Go to the line in the entries below that holds "pixel 1197 67" and repeat exactly from there through the line that holds "pixel 935 10", inclusive.

Top of Entries supplied

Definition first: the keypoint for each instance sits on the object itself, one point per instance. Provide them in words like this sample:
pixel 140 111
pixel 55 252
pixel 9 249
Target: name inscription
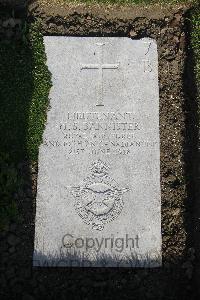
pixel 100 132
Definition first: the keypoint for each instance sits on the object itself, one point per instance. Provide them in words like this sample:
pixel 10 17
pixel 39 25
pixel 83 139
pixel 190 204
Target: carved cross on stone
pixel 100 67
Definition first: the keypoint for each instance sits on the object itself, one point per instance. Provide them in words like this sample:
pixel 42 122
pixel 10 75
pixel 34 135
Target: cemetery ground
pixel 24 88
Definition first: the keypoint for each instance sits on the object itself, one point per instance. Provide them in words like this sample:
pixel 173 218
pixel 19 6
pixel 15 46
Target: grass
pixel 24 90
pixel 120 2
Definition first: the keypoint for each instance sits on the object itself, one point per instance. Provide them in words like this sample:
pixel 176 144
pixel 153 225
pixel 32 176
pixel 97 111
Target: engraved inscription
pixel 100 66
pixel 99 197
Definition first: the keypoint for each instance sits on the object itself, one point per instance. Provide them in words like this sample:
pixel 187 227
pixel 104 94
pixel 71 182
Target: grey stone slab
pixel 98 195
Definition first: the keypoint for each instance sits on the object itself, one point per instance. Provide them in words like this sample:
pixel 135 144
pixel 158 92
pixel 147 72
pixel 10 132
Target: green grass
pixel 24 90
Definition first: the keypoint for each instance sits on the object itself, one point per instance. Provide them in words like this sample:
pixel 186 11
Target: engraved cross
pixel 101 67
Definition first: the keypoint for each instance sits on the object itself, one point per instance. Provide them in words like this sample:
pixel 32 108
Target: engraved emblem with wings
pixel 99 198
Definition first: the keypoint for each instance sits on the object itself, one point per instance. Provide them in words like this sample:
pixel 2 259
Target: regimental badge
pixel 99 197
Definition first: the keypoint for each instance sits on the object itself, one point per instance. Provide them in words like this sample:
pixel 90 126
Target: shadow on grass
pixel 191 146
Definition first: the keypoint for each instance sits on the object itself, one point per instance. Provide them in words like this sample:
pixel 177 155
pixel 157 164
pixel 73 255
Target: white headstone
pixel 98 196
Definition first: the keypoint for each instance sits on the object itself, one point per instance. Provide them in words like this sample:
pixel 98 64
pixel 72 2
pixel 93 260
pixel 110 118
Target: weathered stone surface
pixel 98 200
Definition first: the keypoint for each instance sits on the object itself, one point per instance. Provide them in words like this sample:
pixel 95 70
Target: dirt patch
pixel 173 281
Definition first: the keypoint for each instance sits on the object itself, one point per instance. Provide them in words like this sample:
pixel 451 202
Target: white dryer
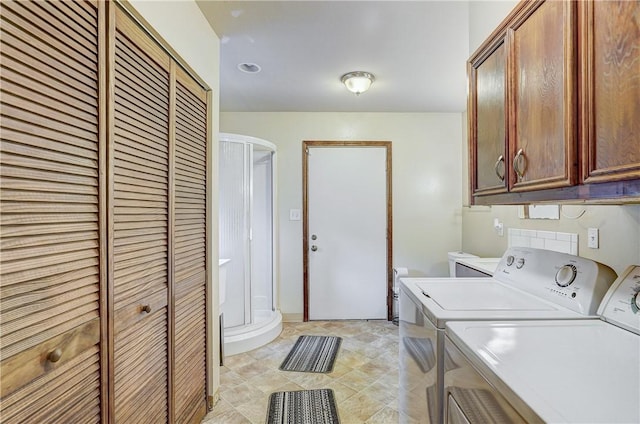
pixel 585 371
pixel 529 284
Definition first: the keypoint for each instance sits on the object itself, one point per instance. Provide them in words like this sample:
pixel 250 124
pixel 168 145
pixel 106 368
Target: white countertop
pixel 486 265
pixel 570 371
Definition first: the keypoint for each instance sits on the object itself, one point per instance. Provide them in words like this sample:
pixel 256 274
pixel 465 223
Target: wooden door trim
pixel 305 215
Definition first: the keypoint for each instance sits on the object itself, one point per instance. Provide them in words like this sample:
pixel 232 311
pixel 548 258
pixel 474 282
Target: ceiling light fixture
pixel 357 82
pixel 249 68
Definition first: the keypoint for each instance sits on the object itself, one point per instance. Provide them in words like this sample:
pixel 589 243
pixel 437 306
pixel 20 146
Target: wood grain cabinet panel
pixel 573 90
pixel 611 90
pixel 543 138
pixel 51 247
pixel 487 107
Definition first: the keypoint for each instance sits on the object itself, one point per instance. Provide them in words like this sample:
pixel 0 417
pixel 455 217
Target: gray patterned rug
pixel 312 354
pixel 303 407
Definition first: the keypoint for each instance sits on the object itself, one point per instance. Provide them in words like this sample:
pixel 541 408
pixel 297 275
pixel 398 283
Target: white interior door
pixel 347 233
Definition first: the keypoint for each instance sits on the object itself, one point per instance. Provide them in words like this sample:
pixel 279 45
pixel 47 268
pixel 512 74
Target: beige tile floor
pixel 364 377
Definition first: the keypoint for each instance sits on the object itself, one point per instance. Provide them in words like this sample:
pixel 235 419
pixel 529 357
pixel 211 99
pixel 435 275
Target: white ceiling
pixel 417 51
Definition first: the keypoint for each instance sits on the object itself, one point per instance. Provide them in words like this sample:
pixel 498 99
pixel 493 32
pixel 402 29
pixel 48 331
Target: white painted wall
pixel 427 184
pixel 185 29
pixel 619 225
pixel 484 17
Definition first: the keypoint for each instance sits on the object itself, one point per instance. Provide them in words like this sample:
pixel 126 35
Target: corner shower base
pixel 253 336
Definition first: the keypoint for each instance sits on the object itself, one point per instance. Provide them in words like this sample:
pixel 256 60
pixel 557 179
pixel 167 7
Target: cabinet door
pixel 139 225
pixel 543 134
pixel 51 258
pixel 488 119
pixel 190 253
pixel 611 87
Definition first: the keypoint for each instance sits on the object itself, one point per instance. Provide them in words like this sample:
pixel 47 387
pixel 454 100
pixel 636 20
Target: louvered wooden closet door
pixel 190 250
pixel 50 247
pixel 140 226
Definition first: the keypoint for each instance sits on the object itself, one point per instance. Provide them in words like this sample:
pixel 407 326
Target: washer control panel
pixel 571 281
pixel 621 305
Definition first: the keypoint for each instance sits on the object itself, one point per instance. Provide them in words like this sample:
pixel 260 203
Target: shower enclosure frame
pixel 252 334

Bottom of Entries supplied
Top of Entries supplied

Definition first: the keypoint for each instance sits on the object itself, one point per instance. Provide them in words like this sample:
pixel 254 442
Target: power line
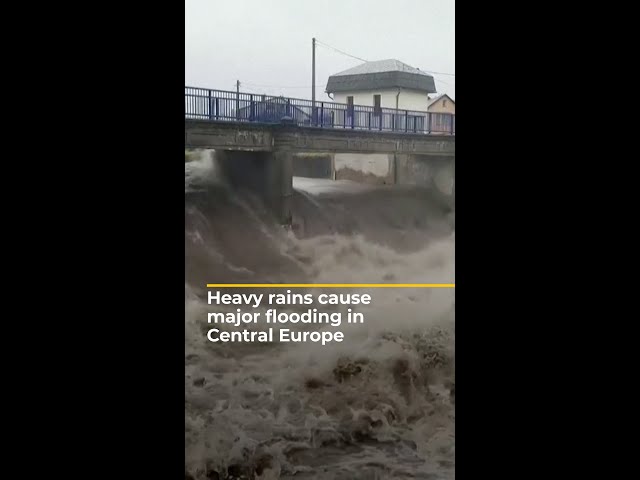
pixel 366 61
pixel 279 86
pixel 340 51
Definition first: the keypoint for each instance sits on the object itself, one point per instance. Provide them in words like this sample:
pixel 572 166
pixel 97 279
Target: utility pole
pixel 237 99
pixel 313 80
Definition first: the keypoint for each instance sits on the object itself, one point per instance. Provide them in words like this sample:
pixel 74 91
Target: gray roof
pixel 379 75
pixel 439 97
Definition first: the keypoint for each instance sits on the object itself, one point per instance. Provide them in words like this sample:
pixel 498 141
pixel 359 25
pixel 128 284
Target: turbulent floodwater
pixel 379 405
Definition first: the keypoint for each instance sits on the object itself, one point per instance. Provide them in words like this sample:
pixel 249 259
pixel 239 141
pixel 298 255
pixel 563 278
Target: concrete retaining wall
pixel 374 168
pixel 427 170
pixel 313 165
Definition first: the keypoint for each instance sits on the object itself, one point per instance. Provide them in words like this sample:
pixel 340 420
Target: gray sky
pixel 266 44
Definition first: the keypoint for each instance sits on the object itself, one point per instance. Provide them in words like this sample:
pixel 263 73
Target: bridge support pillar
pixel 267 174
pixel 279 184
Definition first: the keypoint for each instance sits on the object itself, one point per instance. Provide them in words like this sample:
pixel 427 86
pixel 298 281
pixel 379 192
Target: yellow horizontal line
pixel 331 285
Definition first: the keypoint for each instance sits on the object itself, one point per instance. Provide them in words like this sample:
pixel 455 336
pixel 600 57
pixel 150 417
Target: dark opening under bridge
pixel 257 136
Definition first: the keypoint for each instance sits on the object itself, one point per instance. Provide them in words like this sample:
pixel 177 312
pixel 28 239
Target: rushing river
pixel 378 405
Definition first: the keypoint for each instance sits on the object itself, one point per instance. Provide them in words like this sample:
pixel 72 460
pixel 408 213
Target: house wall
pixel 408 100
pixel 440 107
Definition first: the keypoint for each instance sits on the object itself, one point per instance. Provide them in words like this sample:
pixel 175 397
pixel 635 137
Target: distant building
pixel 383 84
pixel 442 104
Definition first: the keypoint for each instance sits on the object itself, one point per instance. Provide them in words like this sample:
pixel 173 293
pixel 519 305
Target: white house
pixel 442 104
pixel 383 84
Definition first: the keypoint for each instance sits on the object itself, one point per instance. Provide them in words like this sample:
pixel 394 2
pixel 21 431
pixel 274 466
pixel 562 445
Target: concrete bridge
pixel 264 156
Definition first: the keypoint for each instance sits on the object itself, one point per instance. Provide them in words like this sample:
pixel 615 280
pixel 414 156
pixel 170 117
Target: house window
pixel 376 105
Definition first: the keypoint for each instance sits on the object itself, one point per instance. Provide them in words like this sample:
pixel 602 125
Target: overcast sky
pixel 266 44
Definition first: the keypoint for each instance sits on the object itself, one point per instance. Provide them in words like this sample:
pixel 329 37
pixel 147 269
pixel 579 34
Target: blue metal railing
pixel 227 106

Bottom of Entries supplied
Top of Entries supplied

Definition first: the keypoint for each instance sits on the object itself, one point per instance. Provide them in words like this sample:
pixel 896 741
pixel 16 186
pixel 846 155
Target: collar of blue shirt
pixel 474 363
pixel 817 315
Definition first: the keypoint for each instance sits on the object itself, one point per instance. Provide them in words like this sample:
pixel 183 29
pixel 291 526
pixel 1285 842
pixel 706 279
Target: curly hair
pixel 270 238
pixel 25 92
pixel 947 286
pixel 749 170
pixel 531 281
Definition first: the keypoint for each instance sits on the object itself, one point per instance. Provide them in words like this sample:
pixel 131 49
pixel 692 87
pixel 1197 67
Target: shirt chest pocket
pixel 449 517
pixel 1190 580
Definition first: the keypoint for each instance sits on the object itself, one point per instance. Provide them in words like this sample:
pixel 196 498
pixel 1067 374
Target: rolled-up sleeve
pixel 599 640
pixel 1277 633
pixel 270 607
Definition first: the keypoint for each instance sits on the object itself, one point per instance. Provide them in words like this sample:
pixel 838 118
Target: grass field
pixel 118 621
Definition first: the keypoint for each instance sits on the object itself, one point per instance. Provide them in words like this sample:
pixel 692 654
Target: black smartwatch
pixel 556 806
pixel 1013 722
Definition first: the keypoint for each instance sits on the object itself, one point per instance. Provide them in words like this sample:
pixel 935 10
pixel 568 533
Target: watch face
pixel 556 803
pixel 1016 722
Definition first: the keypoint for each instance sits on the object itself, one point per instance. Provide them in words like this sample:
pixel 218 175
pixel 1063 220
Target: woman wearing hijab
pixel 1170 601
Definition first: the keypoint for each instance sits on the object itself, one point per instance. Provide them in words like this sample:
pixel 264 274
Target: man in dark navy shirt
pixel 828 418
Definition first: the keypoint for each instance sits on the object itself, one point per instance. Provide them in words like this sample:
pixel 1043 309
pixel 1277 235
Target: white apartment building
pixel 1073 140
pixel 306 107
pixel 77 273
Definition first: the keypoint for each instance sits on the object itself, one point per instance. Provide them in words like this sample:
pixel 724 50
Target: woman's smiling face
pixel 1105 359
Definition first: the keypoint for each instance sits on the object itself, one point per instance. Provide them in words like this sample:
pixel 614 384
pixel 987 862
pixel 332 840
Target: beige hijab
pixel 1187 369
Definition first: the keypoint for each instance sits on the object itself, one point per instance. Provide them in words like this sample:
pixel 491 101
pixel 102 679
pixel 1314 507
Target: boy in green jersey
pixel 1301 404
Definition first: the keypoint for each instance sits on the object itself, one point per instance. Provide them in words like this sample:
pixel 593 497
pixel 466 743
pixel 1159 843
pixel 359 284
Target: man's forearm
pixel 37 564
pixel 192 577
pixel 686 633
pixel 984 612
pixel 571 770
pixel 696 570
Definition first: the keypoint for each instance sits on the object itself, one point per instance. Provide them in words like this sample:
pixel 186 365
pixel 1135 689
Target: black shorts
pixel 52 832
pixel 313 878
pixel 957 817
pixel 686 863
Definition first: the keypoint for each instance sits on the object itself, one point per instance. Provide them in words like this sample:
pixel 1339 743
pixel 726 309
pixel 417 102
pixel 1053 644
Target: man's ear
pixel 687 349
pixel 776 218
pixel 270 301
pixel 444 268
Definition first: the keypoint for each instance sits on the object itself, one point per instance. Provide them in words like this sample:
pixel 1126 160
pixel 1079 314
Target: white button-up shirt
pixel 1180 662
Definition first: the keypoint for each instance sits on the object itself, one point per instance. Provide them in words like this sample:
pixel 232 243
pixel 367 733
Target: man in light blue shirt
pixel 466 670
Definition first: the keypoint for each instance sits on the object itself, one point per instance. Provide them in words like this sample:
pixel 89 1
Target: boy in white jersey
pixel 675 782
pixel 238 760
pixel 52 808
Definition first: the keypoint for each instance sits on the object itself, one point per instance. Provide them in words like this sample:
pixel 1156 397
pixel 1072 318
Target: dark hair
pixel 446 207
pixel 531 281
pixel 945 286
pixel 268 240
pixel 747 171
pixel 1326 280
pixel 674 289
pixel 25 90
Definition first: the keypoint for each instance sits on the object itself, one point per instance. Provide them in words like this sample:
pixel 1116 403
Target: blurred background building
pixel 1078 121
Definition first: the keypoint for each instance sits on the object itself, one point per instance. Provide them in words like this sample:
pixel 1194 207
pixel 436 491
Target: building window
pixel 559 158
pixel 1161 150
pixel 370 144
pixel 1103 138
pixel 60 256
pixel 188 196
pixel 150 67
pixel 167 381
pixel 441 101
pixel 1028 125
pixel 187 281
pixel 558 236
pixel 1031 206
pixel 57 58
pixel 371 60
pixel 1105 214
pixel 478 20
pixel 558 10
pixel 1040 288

Bottom of Entries supplied

• [Solution for this exercise]:
pixel 1197 67
Target: shirt chest pocket
pixel 449 517
pixel 1190 580
Definition first: the keypoint for each instance sits on the object itself, one point per instance. Provide them in words like this sample:
pixel 196 498
pixel 1067 374
Target: rolled-up sleeve
pixel 599 640
pixel 1277 633
pixel 270 607
Definition first: the keypoint for each instance sits on the object itself, one point per instance. Provide them in words like this sample:
pixel 838 118
Target: grass field
pixel 118 621
Definition first: the keypoint for each instance sits on the object itself, one point per instance. Provide them in words like this sample:
pixel 692 654
Target: black smartwatch
pixel 556 806
pixel 1013 722
Definition first: the keypoint for each instance sits on the object itself, one point per instance. Provide them in words like this sample:
pixel 935 10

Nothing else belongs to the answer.